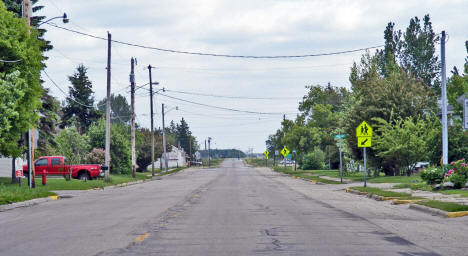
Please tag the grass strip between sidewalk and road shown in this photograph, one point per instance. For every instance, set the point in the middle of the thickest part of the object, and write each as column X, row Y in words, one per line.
column 304, row 175
column 384, row 193
column 12, row 192
column 445, row 206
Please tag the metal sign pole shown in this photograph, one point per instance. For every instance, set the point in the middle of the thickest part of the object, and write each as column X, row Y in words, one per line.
column 341, row 165
column 365, row 168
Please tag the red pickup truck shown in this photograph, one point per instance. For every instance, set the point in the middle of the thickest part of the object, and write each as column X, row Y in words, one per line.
column 55, row 165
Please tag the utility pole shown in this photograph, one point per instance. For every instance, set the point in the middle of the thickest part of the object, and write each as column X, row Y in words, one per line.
column 164, row 142
column 152, row 122
column 132, row 90
column 108, row 106
column 31, row 171
column 444, row 102
column 209, row 151
column 190, row 147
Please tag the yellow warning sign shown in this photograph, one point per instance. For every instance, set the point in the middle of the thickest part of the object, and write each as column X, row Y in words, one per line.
column 285, row 151
column 364, row 130
column 364, row 142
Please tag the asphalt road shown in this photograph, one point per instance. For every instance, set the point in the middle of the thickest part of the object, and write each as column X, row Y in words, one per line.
column 233, row 210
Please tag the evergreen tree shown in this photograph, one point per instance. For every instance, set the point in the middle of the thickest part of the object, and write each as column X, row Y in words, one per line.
column 120, row 109
column 79, row 110
column 20, row 90
column 184, row 135
column 48, row 124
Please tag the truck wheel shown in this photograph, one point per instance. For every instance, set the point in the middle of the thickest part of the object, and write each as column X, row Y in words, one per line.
column 84, row 176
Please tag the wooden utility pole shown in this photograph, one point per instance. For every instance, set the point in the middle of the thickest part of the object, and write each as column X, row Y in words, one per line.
column 132, row 90
column 152, row 122
column 108, row 106
column 31, row 171
column 164, row 141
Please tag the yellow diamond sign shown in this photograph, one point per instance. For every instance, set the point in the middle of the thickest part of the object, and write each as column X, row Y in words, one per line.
column 364, row 142
column 364, row 130
column 285, row 151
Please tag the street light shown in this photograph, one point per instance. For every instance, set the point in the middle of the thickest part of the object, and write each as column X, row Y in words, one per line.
column 64, row 18
column 164, row 135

------------

- _Exercise objective_: Could you render every row above as a Markdown table with the columns No and Text, giving each line its number and skipping blank lines? Leave the pictures out of the table.

- _Response for this exercise_:
| No | Text |
|---|---|
| 1 | Please tag the grass strip between sidewalk and road shown in this photograph, one point per instance. For every instance, set the point in the middle of the thickest part of the object, and write each as column X, row Y in words, one per line. |
| 2 | column 304, row 175 |
| 3 | column 384, row 193 |
| 4 | column 12, row 192 |
| 5 | column 445, row 206 |
| 6 | Please tag the metal sign pole shown in this photograph, one point per instance. For every instance, set the point in the middle of the thickest part of the object, and write each as column X, row Y in words, one per line. |
| 7 | column 341, row 165 |
| 8 | column 365, row 168 |
| 9 | Please tag the red pickup truck shown in this photograph, one point per instance. For every instance, set the point in the middle of the thickest part of the object, and write each as column X, row Y in words, one per line. |
| 10 | column 55, row 165 |
| 11 | Please tag the utility pole shown in this photograph, one point per instance. For every instance, set the point in the middle of the thickest part of the object, and write each as column X, row Y in words, one per line. |
| 12 | column 164, row 142 |
| 13 | column 152, row 122 |
| 14 | column 132, row 90 |
| 15 | column 108, row 106 |
| 16 | column 31, row 171 |
| 17 | column 444, row 102 |
| 18 | column 209, row 151 |
| 19 | column 190, row 147 |
| 20 | Please tag the yellow warning sign shown in this photograph, one point per instance. For every instance, set the point in the middle of the thickest part of the object, and write each as column X, row Y in words, one per line. |
| 21 | column 285, row 151 |
| 22 | column 364, row 130 |
| 23 | column 364, row 142 |
| 24 | Please tag the asphalt road shown in this photograph, one point per instance. For every instance, set the point in the middle of the thickest part of the object, and write each as column X, row Y in words, one per line. |
| 25 | column 233, row 210 |
| 26 | Please tag the evergreen tree shown in this photograph, one point per instance. For every instance, set the point in the middle of the thickest part of the object, and write each as column X, row Y in words, one per line. |
| 27 | column 120, row 109 |
| 28 | column 79, row 110 |
| 29 | column 20, row 90 |
| 30 | column 184, row 135 |
| 31 | column 48, row 124 |
| 32 | Please tag the truck wheel shown in this photograph, one point per instance. For every instance, set the point in the middle of the thickest part of the object, and write each as column X, row Y in words, one per line. |
| 33 | column 84, row 176 |
| 34 | Please tag the wooden utility pole shown in this photograph, one point per instance. For every instance, set the point in the middle of the thickest part of the object, and write each as column X, row Y in words, one per line. |
| 35 | column 132, row 90 |
| 36 | column 152, row 122 |
| 37 | column 108, row 106 |
| 38 | column 31, row 171 |
| 39 | column 164, row 141 |
| 40 | Please tag the yellow diamond sign shown in this photograph, one point per instance. For every instance, set the point in the middle of the thickest part of the object, and write each as column X, row Y in words, one per line. |
| 41 | column 364, row 142 |
| 42 | column 364, row 130 |
| 43 | column 285, row 151 |
| 44 | Please tag the street light shown in this photograph, one point per instance. For every instance, set the point in the middle of the thickest part of the object, and write each as column X, row Y in words, one per line. |
| 45 | column 64, row 18 |
| 46 | column 164, row 135 |